──────── INPUT FOR THIS TASK ────────

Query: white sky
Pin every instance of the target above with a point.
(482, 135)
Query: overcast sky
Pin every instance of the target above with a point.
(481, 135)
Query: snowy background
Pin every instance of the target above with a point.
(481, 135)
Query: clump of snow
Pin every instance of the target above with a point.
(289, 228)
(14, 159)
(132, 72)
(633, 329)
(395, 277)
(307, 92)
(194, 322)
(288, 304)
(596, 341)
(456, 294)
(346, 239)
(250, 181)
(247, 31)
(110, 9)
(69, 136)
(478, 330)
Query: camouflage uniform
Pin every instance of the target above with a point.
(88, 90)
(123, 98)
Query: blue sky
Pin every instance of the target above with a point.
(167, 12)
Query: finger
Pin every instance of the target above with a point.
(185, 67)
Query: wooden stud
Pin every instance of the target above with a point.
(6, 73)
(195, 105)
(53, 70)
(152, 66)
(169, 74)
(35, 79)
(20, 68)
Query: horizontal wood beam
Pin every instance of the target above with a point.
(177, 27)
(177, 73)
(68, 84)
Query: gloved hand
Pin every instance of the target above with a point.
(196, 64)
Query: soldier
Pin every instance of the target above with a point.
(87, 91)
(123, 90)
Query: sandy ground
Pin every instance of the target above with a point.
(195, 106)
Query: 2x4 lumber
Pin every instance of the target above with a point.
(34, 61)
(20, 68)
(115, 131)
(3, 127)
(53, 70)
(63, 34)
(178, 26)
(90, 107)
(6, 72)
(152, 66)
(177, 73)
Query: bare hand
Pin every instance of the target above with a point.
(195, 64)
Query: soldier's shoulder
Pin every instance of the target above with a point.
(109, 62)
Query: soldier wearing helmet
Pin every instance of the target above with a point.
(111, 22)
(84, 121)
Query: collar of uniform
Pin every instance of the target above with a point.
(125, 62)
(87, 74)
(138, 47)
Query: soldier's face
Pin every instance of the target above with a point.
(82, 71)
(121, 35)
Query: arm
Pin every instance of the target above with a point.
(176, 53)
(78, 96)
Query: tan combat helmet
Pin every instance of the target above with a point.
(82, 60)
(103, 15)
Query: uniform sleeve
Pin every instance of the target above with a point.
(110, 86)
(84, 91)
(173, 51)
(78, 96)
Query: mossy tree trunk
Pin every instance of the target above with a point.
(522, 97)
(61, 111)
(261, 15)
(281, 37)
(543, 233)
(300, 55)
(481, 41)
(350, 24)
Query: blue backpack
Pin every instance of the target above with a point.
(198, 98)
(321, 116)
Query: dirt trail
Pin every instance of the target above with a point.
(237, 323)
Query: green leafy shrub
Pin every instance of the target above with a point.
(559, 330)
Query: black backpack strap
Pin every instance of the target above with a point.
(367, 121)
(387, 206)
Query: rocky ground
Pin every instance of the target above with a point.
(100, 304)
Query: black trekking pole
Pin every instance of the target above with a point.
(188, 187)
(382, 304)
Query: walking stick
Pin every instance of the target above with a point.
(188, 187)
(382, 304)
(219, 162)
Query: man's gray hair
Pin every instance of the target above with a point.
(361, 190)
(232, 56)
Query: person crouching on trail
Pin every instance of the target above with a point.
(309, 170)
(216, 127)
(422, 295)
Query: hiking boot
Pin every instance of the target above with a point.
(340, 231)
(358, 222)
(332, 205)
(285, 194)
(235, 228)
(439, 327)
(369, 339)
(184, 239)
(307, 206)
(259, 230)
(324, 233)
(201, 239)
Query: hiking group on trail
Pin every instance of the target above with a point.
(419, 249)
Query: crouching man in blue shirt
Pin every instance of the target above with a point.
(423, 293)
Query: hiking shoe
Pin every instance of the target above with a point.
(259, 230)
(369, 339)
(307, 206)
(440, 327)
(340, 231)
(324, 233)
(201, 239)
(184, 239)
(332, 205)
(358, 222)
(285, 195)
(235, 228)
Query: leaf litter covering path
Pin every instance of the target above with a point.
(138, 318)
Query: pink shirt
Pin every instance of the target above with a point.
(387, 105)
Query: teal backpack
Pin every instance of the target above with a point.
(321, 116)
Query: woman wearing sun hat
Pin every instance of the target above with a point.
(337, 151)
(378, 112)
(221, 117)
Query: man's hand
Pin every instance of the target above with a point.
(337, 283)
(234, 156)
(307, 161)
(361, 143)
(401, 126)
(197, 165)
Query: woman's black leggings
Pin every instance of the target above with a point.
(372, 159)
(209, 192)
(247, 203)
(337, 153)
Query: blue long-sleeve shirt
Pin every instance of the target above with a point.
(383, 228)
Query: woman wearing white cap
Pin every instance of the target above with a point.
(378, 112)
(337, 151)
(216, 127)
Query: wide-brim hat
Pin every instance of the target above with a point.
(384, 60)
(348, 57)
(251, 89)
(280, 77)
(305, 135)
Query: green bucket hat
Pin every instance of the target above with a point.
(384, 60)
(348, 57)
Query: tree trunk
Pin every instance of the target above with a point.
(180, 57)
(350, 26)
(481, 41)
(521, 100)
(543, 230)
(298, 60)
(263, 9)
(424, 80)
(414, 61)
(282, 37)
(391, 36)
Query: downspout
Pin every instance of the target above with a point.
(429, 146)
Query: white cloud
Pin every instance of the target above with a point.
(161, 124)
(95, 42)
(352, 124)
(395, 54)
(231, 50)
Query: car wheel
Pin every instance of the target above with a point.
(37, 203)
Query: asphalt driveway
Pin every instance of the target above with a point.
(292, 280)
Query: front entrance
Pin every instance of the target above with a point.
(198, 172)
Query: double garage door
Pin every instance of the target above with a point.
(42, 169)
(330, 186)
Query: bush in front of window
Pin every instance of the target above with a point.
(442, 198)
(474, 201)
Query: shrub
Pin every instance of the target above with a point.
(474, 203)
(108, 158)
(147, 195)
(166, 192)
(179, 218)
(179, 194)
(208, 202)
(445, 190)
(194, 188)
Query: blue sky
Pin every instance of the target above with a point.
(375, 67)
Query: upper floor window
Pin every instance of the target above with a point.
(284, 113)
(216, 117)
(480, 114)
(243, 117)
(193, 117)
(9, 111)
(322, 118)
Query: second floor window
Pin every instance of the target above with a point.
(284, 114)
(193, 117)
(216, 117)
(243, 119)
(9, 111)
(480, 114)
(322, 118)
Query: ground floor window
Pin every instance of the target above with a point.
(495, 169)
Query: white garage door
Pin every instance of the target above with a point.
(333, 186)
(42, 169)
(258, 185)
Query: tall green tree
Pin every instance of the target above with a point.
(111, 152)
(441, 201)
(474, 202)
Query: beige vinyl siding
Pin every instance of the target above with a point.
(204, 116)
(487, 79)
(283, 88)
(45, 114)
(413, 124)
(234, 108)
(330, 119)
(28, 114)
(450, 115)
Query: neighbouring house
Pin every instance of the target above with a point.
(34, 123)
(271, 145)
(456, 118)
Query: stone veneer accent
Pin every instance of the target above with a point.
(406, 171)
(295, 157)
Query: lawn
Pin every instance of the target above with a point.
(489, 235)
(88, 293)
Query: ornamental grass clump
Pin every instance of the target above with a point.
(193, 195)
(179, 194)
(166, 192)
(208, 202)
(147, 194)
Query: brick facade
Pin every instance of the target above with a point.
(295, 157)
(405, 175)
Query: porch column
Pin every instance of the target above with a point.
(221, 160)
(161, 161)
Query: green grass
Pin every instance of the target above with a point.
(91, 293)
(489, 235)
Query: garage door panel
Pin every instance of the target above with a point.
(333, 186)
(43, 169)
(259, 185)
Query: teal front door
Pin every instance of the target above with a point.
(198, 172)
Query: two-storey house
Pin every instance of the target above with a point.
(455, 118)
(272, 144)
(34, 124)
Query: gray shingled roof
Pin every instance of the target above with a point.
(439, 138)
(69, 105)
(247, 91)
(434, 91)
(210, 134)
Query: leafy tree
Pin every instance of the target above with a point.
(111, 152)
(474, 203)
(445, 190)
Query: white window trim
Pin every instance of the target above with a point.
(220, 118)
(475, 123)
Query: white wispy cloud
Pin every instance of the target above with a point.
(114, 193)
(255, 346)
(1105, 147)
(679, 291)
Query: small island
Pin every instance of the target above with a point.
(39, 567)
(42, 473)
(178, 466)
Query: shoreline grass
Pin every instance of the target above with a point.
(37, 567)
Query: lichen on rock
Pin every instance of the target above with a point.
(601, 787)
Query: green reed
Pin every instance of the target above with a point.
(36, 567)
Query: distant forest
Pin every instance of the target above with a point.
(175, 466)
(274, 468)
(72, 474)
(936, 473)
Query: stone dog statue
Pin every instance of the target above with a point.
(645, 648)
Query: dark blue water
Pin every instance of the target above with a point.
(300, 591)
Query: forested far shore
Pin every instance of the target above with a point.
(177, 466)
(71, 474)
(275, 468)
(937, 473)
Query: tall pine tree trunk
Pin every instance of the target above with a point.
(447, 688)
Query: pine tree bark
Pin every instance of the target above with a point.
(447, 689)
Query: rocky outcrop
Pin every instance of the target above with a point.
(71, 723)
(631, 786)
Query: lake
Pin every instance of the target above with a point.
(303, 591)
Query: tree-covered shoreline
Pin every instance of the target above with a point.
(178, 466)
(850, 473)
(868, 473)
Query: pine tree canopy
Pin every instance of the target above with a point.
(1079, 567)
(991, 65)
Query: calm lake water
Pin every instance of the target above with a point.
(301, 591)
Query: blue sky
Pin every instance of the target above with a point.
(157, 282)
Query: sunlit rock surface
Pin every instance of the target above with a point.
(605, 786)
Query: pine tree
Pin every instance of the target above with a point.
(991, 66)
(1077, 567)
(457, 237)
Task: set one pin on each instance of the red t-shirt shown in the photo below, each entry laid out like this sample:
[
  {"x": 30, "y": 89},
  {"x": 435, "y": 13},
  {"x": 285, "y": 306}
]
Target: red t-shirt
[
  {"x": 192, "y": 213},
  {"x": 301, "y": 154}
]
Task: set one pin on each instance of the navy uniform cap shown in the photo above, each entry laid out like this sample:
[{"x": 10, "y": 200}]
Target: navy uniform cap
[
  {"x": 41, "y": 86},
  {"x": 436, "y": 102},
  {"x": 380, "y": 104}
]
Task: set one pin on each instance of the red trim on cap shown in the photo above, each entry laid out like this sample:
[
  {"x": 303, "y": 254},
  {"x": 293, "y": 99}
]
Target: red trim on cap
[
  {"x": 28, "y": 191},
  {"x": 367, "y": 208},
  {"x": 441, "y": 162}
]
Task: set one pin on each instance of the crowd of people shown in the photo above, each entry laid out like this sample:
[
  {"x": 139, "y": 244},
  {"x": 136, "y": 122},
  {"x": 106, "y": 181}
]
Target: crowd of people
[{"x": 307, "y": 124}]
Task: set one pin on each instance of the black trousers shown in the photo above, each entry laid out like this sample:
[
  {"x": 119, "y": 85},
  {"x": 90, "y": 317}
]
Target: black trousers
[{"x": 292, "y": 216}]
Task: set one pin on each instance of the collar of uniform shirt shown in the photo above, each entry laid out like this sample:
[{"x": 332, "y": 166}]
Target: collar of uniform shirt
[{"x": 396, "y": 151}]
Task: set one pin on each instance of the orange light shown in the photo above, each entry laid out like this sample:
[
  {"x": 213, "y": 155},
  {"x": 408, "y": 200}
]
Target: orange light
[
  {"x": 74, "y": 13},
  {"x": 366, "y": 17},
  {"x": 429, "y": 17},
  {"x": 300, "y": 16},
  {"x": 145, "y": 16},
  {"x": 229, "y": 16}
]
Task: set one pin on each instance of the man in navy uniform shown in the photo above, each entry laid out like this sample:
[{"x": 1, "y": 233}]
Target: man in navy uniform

────────

__WHAT IS BEING ASKED__: What are the lines above, starting at the one with "Query: teal backpack" and ending at the one with "Query: woman's black leggings"? Give them again exactly, and only them.

__RESULT FOR THIS EXERCISE__:
Query: teal backpack
Pin every instance of the target above with a point.
(321, 116)
Query: woman wearing sun hat
Pin every instance of the target above with a point.
(337, 151)
(378, 112)
(221, 117)
Query: man's hand
Pin every instance of the target above with a point.
(337, 283)
(234, 156)
(307, 161)
(361, 143)
(401, 126)
(197, 165)
Query: woman's black leggings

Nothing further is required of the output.